— Data provided —
· · · ·

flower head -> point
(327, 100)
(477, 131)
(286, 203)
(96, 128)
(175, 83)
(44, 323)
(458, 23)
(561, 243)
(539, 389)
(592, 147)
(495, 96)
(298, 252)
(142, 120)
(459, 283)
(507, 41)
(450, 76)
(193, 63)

· · · ·

— Action item —
Word for word, repeat every line of the data.

— Expected answer —
flower head -> point
(327, 100)
(477, 131)
(286, 203)
(96, 128)
(175, 83)
(44, 323)
(458, 23)
(561, 243)
(539, 389)
(592, 147)
(495, 96)
(298, 252)
(142, 120)
(459, 283)
(507, 41)
(450, 76)
(193, 63)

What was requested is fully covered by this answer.